## TASK DIRECTIONS
List every line below that contains the string "viewBox", treating uppercase and lowercase letters as different.

Stored data:
Start of Block

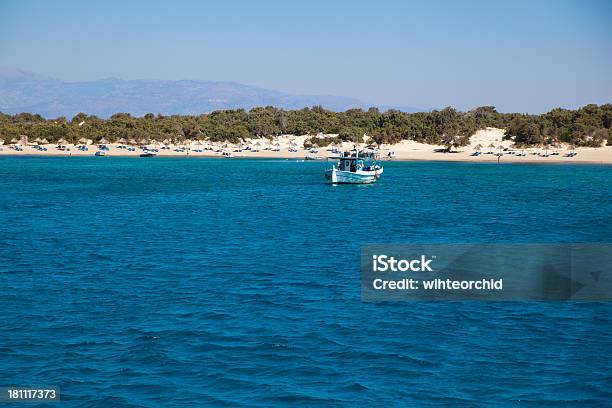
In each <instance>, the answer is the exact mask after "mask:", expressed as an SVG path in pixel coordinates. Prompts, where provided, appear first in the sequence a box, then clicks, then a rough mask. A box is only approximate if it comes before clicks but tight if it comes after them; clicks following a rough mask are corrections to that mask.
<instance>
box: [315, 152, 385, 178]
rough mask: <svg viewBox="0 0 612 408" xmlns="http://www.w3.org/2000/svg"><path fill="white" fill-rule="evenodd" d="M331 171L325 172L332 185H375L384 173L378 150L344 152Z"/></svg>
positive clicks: (327, 171) (325, 174) (332, 168)
mask: <svg viewBox="0 0 612 408" xmlns="http://www.w3.org/2000/svg"><path fill="white" fill-rule="evenodd" d="M332 159H336V160H337V164H335V165H334V166H333V167H332V168H331V169H328V170H326V171H325V178H326V179H327V180H329V181H330V182H331V183H332V184H368V183H374V182H375V181H376V180H378V179H379V178H380V176H381V174H382V173H383V166H382V164H381V163H380V156H379V154H378V151H377V150H373V151H365V150H361V151H360V150H357V149H356V150H354V151H353V152H348V151H346V152H343V153H342V154H341V155H340V156H339V157H333V158H332Z"/></svg>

End of Block

## SOLUTION FOR THIS TASK
rough mask: <svg viewBox="0 0 612 408" xmlns="http://www.w3.org/2000/svg"><path fill="white" fill-rule="evenodd" d="M331 171L325 172L332 185H375L384 173L378 150L344 152Z"/></svg>
mask: <svg viewBox="0 0 612 408" xmlns="http://www.w3.org/2000/svg"><path fill="white" fill-rule="evenodd" d="M332 159H336V160H337V164H335V165H334V166H333V167H332V168H331V169H328V170H326V171H325V178H326V179H327V180H329V181H330V182H331V183H332V184H368V183H374V182H375V181H376V180H378V179H379V178H380V176H381V174H382V173H383V166H382V164H381V163H380V156H379V154H378V151H377V150H373V151H365V150H361V151H360V150H357V149H356V150H354V151H353V152H348V151H346V152H343V153H342V154H341V155H340V156H339V157H333V158H332Z"/></svg>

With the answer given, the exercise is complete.